§ What to do: Reproduce the blog post word for word between "You get it." and "dearie I’m out!", inclusive.

§ Document segment:
Author Archives: homeoffice

Pass the Werthers

W has taken to reading his new book all bundled up on the reading chair. I make fun of him for looking like an old lady, and have run with it. Comments just today include:

– how’s “chicken soup for the soul” coming along? Heart warming isn’t it

– i’ll fix you some soup for dinner (at 5 of course)

– can I get you another butterscotch, ma’am

You get it. But then I was like wait, he really is like an old lady! He is:

— obsessive about the neighbors picking up their mail (“do they not see it?? Oh, I’ll just bring it up to them”)

— already worried about the traffic to the upper east side on new years eve

— always thinks he’s sick or that a pimple is worrysome

— sensitive to temperature

— suggested we eat dinner at happy hour at brookvin… Bet 5-7

If he starts calling me dearie I’m out!

UPDATE:  he asked me if I wanted tea and babka as an afternoon snack!

§ Data excerpts:

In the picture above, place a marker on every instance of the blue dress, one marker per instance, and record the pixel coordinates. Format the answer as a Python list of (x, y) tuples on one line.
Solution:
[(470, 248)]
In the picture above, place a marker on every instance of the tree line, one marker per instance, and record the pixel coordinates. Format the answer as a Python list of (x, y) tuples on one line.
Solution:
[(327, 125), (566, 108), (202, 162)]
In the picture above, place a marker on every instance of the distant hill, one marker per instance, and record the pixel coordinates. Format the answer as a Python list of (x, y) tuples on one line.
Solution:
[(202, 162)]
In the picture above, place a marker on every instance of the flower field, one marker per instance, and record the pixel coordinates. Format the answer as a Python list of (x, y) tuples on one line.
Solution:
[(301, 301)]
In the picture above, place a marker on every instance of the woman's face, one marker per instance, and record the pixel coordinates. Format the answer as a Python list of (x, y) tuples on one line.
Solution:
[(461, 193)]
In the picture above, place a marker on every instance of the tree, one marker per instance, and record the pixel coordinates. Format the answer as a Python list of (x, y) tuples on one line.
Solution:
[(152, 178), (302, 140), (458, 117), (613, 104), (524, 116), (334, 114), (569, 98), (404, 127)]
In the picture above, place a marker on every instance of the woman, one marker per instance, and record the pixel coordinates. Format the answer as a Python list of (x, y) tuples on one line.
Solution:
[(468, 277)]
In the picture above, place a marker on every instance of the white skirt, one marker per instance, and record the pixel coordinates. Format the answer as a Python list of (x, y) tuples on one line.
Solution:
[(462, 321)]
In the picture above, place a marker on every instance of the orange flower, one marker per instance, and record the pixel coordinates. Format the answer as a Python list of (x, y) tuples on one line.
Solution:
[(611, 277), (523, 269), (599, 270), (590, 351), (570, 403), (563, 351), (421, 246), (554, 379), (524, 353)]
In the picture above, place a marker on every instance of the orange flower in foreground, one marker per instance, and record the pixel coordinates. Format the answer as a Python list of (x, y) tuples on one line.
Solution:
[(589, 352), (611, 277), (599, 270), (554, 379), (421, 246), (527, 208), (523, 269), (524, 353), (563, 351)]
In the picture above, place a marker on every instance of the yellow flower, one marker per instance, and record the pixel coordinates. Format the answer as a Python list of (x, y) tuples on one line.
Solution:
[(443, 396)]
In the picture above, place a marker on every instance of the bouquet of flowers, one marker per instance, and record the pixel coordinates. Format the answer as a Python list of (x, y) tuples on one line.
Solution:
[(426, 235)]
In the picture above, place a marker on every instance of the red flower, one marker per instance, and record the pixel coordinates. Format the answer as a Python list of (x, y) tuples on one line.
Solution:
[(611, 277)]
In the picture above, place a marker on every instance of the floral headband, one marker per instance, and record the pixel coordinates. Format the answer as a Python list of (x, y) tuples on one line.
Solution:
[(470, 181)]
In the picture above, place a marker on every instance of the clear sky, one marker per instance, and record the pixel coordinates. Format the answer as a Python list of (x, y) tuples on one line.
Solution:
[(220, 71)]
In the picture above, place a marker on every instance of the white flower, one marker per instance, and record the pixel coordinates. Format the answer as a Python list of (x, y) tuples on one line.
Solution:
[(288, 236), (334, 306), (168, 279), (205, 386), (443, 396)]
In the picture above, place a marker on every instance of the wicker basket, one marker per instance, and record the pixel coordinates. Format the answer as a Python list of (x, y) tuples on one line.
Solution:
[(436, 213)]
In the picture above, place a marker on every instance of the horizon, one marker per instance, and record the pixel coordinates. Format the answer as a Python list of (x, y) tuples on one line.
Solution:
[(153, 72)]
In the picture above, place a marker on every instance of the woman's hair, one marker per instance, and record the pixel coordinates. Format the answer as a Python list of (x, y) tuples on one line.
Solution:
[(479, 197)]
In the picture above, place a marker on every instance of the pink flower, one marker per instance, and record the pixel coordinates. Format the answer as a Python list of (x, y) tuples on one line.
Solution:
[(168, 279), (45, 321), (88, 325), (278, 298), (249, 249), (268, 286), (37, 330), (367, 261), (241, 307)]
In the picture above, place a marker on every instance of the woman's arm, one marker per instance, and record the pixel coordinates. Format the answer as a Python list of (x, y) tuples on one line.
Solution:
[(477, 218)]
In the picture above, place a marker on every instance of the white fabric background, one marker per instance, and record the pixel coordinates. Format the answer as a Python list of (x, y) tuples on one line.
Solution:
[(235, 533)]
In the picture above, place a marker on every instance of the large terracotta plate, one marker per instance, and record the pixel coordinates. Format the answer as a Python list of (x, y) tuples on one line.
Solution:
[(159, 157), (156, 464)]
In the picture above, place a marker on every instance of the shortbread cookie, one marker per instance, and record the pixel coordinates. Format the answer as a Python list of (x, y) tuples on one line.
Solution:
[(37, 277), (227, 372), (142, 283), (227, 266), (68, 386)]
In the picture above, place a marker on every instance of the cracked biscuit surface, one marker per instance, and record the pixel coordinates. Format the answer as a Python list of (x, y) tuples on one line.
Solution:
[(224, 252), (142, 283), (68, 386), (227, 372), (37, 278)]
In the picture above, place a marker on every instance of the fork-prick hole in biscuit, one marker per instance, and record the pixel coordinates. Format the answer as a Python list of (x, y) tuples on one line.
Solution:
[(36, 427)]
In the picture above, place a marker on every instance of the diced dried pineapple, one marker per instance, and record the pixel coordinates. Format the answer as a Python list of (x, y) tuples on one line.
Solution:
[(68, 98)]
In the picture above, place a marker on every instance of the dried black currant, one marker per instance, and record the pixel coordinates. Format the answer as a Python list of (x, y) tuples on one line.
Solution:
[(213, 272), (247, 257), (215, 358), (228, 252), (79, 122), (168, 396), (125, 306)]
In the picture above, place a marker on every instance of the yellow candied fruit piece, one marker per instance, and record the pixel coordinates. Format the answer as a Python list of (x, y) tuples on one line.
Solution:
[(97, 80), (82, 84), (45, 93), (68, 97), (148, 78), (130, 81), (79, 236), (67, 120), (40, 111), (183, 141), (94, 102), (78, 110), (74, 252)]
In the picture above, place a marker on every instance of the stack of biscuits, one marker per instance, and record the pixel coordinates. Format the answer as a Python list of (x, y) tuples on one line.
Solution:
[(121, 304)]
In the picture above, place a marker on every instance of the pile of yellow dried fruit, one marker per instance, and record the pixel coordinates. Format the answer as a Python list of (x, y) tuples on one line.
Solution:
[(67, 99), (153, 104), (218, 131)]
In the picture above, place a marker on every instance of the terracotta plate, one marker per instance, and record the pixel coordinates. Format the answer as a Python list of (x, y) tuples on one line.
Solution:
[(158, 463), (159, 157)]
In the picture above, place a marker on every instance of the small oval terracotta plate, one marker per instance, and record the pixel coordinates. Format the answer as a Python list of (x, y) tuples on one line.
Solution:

§ Task response:
You get it. But then I was like wait, he really is like an old lady! He is:

— obsessive about the neighbors picking up their mail (“do they not see it?? Oh, I’ll just bring it up to them”)

— already worried about the traffic to the upper east side on new years eve

— always thinks he’s sick or that a pimple is worrysome

— sensitive to temperature

— suggested we eat dinner at happy hour at brookvin… Bet 5-7

If he starts calling me dearie I’m out!